| SUPPLIED RECORDS |
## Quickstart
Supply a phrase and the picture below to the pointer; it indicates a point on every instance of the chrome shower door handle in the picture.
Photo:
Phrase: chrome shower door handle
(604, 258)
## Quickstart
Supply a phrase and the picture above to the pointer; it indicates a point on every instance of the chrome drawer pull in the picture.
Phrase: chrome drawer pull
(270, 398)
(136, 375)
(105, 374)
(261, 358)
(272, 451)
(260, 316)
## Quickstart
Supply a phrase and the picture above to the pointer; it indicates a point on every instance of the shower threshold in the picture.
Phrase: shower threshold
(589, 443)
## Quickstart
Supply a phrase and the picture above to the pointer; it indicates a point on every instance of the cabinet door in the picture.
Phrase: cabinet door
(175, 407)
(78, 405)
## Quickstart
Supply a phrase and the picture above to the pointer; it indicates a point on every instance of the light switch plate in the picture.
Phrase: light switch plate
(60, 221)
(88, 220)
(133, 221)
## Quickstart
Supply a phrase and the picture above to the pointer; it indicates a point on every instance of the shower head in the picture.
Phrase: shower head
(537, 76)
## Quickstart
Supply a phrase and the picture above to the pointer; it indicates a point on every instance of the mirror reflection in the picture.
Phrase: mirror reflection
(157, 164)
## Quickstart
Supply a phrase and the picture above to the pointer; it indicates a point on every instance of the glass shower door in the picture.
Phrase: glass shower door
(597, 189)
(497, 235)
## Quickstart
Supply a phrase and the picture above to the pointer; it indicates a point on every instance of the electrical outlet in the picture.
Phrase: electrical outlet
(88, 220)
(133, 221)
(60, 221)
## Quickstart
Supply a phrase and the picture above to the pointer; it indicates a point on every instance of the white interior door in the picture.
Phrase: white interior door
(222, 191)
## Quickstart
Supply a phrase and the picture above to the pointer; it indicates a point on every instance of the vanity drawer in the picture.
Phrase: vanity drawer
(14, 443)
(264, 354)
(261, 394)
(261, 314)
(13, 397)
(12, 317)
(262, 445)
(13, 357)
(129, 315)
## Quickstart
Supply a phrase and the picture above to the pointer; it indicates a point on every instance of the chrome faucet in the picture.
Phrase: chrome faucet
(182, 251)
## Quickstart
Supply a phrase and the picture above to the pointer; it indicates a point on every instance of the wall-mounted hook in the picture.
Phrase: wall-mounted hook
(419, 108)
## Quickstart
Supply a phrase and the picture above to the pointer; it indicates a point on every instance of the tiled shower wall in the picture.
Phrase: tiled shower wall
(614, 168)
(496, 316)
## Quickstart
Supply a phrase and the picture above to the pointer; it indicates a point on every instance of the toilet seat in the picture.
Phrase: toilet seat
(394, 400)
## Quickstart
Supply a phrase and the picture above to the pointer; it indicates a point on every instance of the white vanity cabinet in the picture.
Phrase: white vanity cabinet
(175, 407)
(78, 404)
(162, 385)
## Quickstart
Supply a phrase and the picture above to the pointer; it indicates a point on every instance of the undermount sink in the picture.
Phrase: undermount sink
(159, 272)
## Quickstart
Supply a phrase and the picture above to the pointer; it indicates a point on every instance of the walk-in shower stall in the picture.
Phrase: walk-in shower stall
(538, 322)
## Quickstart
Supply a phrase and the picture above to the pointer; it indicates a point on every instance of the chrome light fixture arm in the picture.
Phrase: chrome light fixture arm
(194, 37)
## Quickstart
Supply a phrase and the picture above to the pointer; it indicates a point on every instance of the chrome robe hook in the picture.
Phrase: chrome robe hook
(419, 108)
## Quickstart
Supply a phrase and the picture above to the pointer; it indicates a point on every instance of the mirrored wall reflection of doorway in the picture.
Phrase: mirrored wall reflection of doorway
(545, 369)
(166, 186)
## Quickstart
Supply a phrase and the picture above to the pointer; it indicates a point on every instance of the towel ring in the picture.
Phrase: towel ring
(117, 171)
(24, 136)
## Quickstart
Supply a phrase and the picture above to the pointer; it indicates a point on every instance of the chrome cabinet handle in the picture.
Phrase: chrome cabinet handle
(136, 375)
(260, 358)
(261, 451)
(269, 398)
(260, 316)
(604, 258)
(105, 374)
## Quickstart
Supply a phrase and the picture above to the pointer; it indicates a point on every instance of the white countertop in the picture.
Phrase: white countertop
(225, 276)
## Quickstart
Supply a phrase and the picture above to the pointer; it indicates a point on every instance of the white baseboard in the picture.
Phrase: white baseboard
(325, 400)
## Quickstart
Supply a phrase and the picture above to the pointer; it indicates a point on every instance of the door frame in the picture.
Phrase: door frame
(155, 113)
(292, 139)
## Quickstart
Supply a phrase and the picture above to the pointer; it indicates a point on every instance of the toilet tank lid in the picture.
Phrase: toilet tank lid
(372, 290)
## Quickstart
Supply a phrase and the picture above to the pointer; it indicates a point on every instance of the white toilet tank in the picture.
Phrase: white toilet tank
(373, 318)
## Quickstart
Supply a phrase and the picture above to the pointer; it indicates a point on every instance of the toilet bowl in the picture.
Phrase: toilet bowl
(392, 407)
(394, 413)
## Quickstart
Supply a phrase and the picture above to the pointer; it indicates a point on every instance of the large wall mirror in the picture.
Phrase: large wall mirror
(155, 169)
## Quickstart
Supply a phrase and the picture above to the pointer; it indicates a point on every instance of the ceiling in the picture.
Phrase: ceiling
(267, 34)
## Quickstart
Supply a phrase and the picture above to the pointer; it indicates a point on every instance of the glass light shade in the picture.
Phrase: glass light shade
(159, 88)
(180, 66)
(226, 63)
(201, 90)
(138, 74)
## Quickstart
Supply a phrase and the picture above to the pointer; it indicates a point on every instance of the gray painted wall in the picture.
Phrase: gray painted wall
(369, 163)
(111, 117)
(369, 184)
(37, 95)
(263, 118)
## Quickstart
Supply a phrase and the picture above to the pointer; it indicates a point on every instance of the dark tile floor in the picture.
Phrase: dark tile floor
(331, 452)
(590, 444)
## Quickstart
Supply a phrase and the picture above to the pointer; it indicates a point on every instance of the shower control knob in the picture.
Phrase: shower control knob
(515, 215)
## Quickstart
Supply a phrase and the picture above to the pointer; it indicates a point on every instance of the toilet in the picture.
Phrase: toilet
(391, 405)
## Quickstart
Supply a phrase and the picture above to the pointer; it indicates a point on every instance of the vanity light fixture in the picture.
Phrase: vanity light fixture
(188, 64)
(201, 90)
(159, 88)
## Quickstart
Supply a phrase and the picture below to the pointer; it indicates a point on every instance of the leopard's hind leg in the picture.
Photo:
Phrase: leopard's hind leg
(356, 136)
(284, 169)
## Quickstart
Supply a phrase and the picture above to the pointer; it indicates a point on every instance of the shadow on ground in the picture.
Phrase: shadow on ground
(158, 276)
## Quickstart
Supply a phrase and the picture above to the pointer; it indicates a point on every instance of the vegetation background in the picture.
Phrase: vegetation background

| TO DO |
Copy exactly the stretch of data above from the line with "seat in the picture." through the line with "arm in the picture.", and omit all other lines.

| RESULT OF THIS TASK |
Supply a phrase and the picture above to the pointer; it indicates a point on every instance of the toilet seat in the picture.
Phrase: toilet seat
(394, 400)
## Quickstart
Supply a phrase and the picture above to the pointer; it indicates a point on every instance of the white vanity cabinet in the picture.
Phrase: white vanity cabinet
(175, 407)
(78, 404)
(162, 385)
## Quickstart
Supply a phrase and the picture above to the pointer; it indicates a point on every instance of the undermount sink in the picture.
Phrase: undermount sink
(159, 272)
## Quickstart
Supply a phrase and the picture above to the pointer; it indicates a point on every instance of the walk-in shower stall in the picture.
Phrase: walk-in shower stall
(538, 322)
## Quickstart
Supply a phrase and the picture above to the pointer; it indicates a point on every instance of the chrome light fixture arm in the picture.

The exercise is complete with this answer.